List every line of the material that contains the string "cloud", matching case exactly.
* Begin Recorded information *
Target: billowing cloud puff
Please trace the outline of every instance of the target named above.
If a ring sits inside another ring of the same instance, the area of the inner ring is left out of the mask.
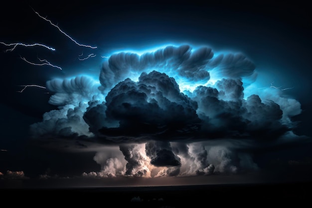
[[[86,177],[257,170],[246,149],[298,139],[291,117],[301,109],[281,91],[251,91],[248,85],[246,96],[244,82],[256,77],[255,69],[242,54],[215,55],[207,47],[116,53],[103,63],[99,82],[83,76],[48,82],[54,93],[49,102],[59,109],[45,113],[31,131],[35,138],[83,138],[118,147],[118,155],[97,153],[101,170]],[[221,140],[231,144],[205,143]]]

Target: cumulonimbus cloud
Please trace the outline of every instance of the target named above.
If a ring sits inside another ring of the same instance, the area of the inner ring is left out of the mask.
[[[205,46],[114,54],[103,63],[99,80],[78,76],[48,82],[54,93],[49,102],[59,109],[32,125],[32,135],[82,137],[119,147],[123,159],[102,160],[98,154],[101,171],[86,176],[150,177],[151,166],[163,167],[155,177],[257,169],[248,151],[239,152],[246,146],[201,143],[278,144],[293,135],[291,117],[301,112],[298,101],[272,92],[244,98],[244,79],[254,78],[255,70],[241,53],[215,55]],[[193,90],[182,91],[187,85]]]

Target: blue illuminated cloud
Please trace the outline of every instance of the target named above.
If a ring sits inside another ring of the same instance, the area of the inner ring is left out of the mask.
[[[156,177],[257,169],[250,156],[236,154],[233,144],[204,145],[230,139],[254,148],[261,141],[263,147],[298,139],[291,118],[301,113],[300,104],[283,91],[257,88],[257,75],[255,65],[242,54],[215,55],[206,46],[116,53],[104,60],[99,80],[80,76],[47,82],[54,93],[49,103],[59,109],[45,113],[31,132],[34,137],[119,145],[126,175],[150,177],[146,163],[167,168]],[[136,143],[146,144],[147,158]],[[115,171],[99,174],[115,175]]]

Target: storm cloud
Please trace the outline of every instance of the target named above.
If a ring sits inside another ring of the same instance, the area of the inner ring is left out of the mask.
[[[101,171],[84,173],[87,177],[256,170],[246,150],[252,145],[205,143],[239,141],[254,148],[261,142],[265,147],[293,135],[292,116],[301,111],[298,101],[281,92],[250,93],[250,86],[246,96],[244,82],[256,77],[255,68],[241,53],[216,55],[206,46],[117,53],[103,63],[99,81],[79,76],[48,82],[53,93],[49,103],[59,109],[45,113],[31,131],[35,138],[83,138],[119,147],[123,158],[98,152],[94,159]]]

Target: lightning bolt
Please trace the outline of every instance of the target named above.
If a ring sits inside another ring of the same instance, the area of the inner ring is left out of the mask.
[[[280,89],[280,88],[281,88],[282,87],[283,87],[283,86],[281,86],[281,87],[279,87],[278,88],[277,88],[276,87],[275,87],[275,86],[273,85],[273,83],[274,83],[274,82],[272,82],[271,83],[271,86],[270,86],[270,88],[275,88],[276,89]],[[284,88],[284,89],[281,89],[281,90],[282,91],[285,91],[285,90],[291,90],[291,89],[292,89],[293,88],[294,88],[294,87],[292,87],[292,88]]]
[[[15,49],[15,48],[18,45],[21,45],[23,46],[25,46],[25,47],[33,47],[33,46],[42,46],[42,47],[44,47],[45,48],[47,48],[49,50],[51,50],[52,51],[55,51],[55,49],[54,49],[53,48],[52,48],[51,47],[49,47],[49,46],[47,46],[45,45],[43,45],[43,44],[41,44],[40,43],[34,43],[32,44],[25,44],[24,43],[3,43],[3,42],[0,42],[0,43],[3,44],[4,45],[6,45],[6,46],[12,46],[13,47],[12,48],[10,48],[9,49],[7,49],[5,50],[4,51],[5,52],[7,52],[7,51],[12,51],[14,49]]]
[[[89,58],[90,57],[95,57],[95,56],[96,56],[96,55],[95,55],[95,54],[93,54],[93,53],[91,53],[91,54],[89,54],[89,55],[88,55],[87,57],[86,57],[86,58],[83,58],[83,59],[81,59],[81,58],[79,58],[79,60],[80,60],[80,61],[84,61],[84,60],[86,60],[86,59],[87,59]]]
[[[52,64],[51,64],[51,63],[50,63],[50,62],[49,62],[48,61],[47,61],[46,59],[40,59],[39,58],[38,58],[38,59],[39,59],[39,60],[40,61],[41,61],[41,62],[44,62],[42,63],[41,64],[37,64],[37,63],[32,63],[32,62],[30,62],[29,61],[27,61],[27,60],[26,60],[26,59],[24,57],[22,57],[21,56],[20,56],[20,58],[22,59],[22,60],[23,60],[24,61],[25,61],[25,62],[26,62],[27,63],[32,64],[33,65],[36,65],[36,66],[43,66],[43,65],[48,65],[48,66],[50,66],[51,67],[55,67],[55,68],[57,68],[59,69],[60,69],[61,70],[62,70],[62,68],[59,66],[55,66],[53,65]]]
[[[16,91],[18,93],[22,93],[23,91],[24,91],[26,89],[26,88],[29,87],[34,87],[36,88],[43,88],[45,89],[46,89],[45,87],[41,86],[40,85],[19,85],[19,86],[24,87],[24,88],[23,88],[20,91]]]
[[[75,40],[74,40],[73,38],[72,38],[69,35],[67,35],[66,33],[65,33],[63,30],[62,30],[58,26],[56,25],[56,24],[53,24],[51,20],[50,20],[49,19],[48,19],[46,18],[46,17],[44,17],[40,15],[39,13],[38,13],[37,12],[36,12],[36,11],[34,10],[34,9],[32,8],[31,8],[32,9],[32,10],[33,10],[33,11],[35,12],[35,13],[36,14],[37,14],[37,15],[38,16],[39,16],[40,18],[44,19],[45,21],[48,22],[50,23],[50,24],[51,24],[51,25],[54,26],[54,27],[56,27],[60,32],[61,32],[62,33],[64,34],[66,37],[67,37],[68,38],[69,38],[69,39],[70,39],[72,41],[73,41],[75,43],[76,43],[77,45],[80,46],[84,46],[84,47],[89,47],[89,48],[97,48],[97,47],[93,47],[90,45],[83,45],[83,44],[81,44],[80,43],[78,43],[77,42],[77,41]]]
* End Recorded information *
== Correct output ==
Target: billowing cloud puff
Target: cumulonimbus cloud
Target: blue illuminated cloud
Target: storm cloud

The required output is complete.